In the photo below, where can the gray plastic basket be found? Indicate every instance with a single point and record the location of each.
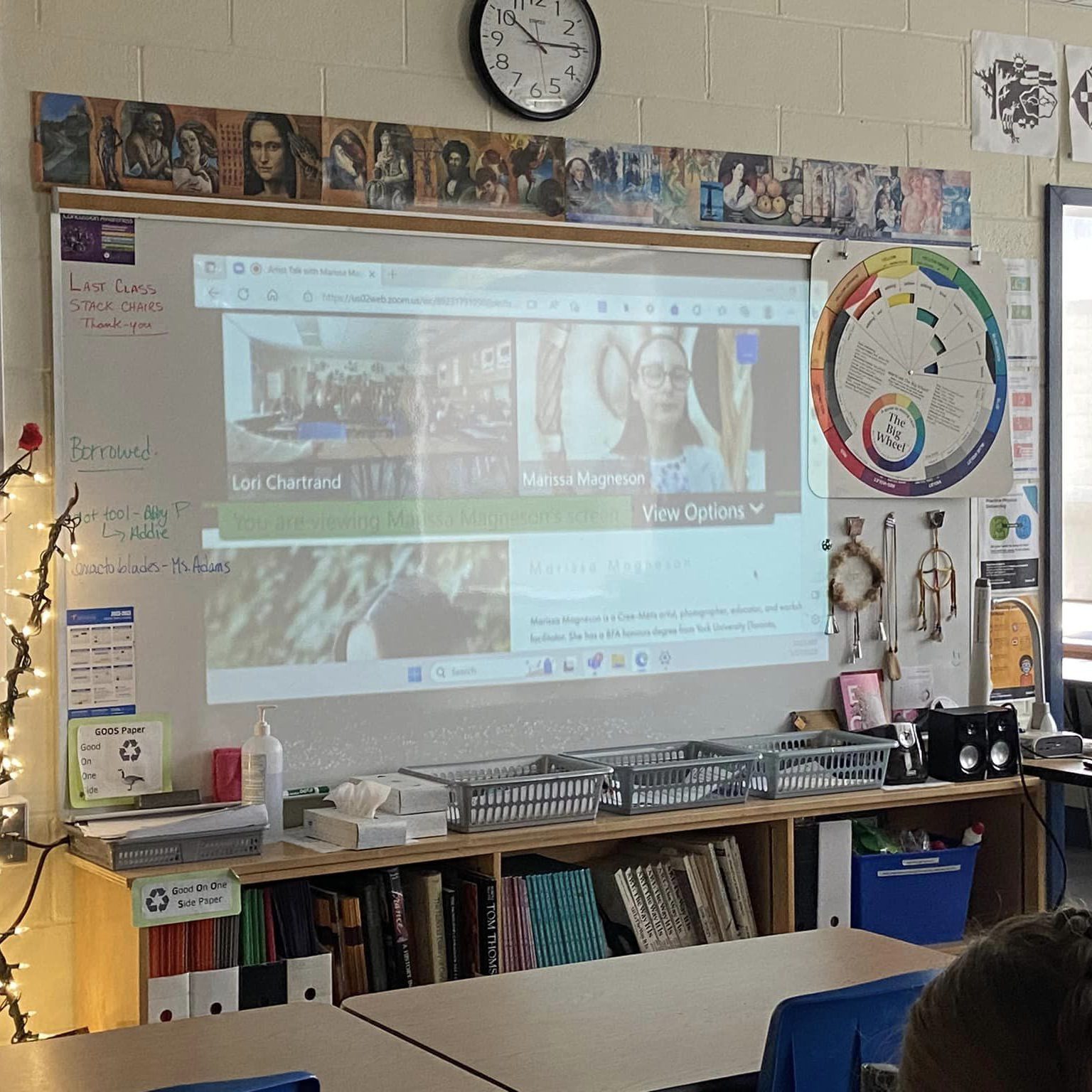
(810, 764)
(665, 776)
(518, 792)
(154, 853)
===
Drop the pictures, then write out everything else in the records exactly.

In the photo below, where can the gray plastic basket be found? Indicate every instance with a single point and record the location of each.
(810, 764)
(665, 776)
(518, 792)
(154, 853)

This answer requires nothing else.